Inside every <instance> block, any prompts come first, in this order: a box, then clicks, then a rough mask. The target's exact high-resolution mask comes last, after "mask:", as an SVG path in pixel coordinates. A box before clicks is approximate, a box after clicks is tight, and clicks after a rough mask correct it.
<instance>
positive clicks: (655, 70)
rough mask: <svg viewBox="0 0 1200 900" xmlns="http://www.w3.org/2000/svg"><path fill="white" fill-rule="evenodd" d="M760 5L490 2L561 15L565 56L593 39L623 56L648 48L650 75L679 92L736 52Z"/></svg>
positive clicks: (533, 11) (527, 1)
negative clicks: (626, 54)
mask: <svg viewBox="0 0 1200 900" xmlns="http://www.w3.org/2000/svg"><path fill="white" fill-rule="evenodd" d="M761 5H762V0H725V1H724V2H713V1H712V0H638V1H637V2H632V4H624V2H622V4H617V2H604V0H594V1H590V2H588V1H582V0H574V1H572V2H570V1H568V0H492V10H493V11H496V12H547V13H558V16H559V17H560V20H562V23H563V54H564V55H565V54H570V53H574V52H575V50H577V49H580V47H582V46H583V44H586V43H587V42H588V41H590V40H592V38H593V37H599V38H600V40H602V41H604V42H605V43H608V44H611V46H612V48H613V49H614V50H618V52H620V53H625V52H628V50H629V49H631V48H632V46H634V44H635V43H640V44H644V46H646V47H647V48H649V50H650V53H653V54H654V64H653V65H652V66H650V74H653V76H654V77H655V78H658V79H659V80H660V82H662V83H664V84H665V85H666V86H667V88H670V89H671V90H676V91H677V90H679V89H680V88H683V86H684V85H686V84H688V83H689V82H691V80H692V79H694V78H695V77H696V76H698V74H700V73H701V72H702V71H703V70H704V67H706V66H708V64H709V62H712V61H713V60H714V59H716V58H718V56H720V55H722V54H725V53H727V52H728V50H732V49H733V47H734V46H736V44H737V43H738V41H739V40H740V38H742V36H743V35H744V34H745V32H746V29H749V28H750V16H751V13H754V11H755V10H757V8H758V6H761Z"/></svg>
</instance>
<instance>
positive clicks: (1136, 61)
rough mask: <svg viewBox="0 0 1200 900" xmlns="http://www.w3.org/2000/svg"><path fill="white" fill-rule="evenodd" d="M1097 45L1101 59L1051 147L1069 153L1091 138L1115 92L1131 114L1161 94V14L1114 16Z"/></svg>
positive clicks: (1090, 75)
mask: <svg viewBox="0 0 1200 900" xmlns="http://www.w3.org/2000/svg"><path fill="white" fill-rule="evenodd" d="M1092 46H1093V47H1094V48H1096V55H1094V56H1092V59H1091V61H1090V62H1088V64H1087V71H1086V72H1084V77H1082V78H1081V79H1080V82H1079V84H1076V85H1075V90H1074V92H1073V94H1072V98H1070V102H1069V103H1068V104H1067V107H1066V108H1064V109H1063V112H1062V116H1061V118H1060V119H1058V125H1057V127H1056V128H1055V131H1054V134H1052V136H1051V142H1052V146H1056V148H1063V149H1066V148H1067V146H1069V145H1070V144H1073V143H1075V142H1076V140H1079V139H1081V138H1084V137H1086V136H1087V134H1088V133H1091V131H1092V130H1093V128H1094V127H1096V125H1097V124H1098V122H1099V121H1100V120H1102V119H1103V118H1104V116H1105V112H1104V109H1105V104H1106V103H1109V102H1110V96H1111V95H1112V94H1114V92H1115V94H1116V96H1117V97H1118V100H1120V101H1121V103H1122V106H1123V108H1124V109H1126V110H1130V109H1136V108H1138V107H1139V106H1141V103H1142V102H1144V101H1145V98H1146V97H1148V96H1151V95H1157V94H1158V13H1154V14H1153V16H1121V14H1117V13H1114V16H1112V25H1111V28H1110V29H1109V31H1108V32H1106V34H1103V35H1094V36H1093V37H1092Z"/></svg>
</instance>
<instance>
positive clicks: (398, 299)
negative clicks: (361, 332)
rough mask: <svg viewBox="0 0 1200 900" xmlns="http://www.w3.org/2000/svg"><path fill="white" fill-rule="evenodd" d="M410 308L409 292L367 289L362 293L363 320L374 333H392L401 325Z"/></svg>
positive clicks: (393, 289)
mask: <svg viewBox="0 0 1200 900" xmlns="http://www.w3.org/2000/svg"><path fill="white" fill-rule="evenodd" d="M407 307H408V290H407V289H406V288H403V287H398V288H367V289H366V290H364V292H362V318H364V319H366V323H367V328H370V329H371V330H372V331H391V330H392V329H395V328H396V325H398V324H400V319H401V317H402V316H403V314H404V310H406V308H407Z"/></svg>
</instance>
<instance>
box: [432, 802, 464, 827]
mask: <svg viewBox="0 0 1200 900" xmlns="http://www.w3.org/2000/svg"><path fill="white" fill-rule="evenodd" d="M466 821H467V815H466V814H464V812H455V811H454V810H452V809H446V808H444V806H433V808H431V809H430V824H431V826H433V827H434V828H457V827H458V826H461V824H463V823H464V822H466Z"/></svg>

- [AIM OF THE TASK] Please rewrite all of the data above, substituting "coarse mask" for every occurrence of "rough mask" and leaving everything else the same.

- [SOLUTION FOR THIS TASK]
Inside every <instance> block, any prompts come first, in this order: a box, then clicks, then a coarse mask. The target's exact high-resolution mask comes last, after "mask:", as an SVG path in pixel coordinates. A box before clicks is approximate, a box after clicks is tight, and clicks after a coarse mask correct it.
<instance>
positive clicks: (655, 70)
coarse mask: <svg viewBox="0 0 1200 900" xmlns="http://www.w3.org/2000/svg"><path fill="white" fill-rule="evenodd" d="M760 5L490 2L561 15L565 56L593 39L623 56L648 48L650 75L679 92L736 52Z"/></svg>
positive clicks: (533, 11) (527, 1)
negative clicks: (626, 54)
mask: <svg viewBox="0 0 1200 900" xmlns="http://www.w3.org/2000/svg"><path fill="white" fill-rule="evenodd" d="M761 5H762V0H725V1H724V2H713V1H712V0H638V1H637V2H632V4H624V2H622V4H617V2H604V0H594V1H590V2H588V1H582V0H574V1H572V2H570V1H568V0H492V10H493V11H496V12H547V13H558V16H559V17H560V20H562V23H563V54H564V55H565V54H570V53H574V52H575V50H577V49H580V47H582V46H583V44H586V43H587V42H588V41H590V40H592V38H593V37H599V38H600V40H602V41H604V42H605V43H608V44H611V46H612V48H613V49H614V50H618V52H620V53H625V52H628V50H629V49H631V48H632V46H634V44H635V43H640V44H644V46H646V47H647V48H649V50H650V53H653V54H654V64H653V65H652V66H650V74H653V76H654V77H655V78H658V79H659V80H660V82H662V83H664V84H665V85H666V86H667V88H670V89H671V90H676V91H677V90H679V89H680V88H683V86H684V85H686V84H688V83H689V82H691V80H692V79H694V78H695V77H696V76H698V74H700V73H701V72H702V71H703V70H704V67H706V66H708V64H709V62H712V61H713V60H714V59H716V58H718V56H720V55H722V54H725V53H727V52H728V50H732V49H733V47H734V46H736V44H737V43H738V41H739V40H740V38H742V36H743V35H744V34H745V32H746V29H749V28H750V16H751V13H754V11H755V10H757V8H758V6H761Z"/></svg>
</instance>
<instance>
positive clicks: (1136, 61)
coarse mask: <svg viewBox="0 0 1200 900" xmlns="http://www.w3.org/2000/svg"><path fill="white" fill-rule="evenodd" d="M1097 45L1101 59L1051 147L1069 153L1091 138L1115 92L1131 114L1161 94V14L1114 16Z"/></svg>
positive clicks: (1090, 75)
mask: <svg viewBox="0 0 1200 900" xmlns="http://www.w3.org/2000/svg"><path fill="white" fill-rule="evenodd" d="M1092 46H1093V47H1094V48H1096V55H1094V56H1092V59H1091V61H1090V62H1088V64H1087V71H1086V72H1084V77H1082V78H1081V79H1080V82H1079V84H1076V85H1075V90H1074V92H1073V94H1072V98H1070V102H1069V103H1068V104H1067V107H1066V108H1064V109H1063V112H1062V116H1061V118H1060V119H1058V125H1057V127H1056V128H1055V131H1054V134H1052V136H1051V142H1052V146H1056V148H1063V149H1066V148H1067V146H1069V145H1070V144H1073V143H1075V142H1076V140H1079V139H1081V138H1084V137H1086V136H1087V134H1088V133H1091V131H1092V130H1093V128H1094V127H1096V125H1097V124H1098V122H1099V121H1100V120H1102V119H1103V118H1104V116H1105V112H1104V109H1105V104H1106V103H1109V102H1110V96H1111V95H1112V94H1114V92H1115V94H1116V96H1117V97H1118V100H1120V101H1121V103H1122V106H1123V108H1124V109H1126V110H1130V109H1136V108H1138V107H1139V106H1141V103H1142V102H1144V101H1145V98H1146V97H1148V96H1151V95H1157V94H1158V13H1154V14H1153V16H1121V14H1117V13H1114V16H1112V25H1111V28H1110V29H1109V31H1108V32H1106V34H1103V35H1094V36H1093V37H1092Z"/></svg>
</instance>
<instance>
positive clicks: (398, 299)
negative clicks: (361, 332)
coarse mask: <svg viewBox="0 0 1200 900" xmlns="http://www.w3.org/2000/svg"><path fill="white" fill-rule="evenodd" d="M410 308L409 292L367 289L362 293L363 320L374 333H392L401 325Z"/></svg>
positive clicks: (393, 289)
mask: <svg viewBox="0 0 1200 900" xmlns="http://www.w3.org/2000/svg"><path fill="white" fill-rule="evenodd" d="M407 307H408V290H407V289H406V288H403V287H398V288H367V289H366V290H364V292H362V318H364V319H366V323H367V328H370V329H371V330H372V331H391V330H392V329H395V328H396V325H398V324H400V319H401V317H402V316H403V314H404V310H406V308H407Z"/></svg>
</instance>
<instance>
box: [432, 802, 464, 827]
mask: <svg viewBox="0 0 1200 900" xmlns="http://www.w3.org/2000/svg"><path fill="white" fill-rule="evenodd" d="M466 821H467V815H466V814H464V812H455V811H454V810H452V809H446V808H444V806H433V808H431V809H430V824H431V826H433V827H434V828H457V827H458V826H461V824H463V823H464V822H466Z"/></svg>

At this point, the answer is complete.